=== Begin Enclosure ===
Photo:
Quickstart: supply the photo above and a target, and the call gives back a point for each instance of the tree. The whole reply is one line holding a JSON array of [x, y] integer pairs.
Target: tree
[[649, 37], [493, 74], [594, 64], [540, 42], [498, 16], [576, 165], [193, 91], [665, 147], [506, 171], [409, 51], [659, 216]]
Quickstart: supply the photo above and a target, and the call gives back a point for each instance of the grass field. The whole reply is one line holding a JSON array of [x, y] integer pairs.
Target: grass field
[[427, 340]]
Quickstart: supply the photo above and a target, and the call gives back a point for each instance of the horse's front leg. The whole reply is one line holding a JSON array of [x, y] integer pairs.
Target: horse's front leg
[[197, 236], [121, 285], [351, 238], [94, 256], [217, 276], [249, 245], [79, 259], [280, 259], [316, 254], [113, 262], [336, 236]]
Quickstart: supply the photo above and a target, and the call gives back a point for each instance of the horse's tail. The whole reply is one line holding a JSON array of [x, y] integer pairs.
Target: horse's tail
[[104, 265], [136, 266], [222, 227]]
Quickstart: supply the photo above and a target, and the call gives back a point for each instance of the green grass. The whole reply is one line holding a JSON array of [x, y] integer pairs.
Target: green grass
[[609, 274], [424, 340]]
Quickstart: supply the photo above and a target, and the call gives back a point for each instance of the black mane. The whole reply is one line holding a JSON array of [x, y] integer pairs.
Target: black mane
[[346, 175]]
=== End Enclosure ===
§ **WHAT IS EXPECTED**: The records above are to be output in full and without error.

§ **ANSWER FOR THIS EXERCISE**:
Photo:
Quickstart: supply the photo above and a target, and the call gives back a point for each instance of the tree. The whole reply is one line holding a JSON array of [x, y] integer pairs.
Target: tree
[[649, 37], [493, 74], [594, 64], [540, 42], [498, 16], [576, 165], [193, 91], [665, 147], [506, 171], [409, 51], [659, 216]]
Quickstart: supply the photo above and a target, and the call gives back a point for each instance of the grass field. The whole reply is one line holding a JSON array of [x, y] integer pairs.
Target: grass field
[[427, 340]]
Quickstart: supply the photo above and a target, and the call gives back a point for each instance of the horse's front leg. The whole reply is one line holding a JSON array of [x, y] integer pairs.
Target: horse's front leg
[[197, 236], [121, 285], [351, 238], [94, 256], [217, 276], [249, 245], [79, 259], [280, 259], [316, 254], [113, 262], [336, 236]]
Quickstart: supply the photo above and a target, and the call gives back a point for each instance of the horse's tail. The whole reply is one line holding a JSON array of [x, y] integer pairs.
Target: horse's tail
[[104, 265], [136, 266], [222, 227]]
Quickstart: supply the photo above and a target, and the call gives back a point for each instance of the green grass. The whole reply is one line holding a JSON array of [x, y] integer pairs.
Target: green grass
[[609, 274], [424, 340]]
Quickstart: supply the photo above and a target, and the call gives back a point for each instance of the black mane. The whole reply is one line holding a JSON array of [x, y] integer pairs.
Target: black mane
[[346, 175]]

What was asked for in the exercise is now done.